# THE TASK
Please copy out each line of the listing that contains the word "nose".

(RECORDS SHOWN begins)

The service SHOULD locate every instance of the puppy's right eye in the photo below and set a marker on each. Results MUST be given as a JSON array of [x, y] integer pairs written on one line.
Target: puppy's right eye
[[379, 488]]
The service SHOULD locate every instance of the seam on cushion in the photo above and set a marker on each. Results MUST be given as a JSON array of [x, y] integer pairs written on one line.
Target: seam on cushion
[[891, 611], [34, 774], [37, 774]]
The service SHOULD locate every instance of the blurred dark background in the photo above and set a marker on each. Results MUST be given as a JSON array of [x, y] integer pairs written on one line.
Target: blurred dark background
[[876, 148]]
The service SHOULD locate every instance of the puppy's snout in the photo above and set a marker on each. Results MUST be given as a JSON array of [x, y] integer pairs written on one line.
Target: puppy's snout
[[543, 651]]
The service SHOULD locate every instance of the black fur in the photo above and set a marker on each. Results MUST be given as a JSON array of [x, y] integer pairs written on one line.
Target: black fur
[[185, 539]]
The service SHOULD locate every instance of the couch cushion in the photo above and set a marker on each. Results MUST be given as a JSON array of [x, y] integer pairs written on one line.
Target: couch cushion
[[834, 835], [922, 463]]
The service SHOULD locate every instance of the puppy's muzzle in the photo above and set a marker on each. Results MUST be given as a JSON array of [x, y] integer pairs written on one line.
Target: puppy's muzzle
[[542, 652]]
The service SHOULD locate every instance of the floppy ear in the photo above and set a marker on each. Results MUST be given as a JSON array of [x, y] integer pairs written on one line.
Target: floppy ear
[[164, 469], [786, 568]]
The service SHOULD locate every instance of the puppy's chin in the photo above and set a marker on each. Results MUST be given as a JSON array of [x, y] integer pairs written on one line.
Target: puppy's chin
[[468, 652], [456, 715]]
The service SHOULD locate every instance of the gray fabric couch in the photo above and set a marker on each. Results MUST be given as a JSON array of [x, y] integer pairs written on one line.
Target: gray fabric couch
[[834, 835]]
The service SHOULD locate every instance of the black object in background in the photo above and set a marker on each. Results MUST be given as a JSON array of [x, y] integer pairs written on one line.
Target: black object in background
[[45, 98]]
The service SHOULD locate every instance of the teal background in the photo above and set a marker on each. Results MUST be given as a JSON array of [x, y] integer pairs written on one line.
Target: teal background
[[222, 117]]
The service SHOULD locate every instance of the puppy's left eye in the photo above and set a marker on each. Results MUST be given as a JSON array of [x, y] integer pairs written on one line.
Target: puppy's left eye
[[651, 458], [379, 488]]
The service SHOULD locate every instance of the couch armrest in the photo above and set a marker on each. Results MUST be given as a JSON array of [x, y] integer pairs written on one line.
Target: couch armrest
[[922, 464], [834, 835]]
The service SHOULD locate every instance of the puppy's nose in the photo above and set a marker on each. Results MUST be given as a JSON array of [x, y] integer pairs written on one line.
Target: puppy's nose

(RECORDS SHOWN ends)

# ANSWER FOR THIS EXERCISE
The service SHOULD locate every instance of the puppy's nose in the photo above and set a marker on each. Results MUST be given as a JSON array of [x, y] integer pairs written on one line.
Target: puppy's nose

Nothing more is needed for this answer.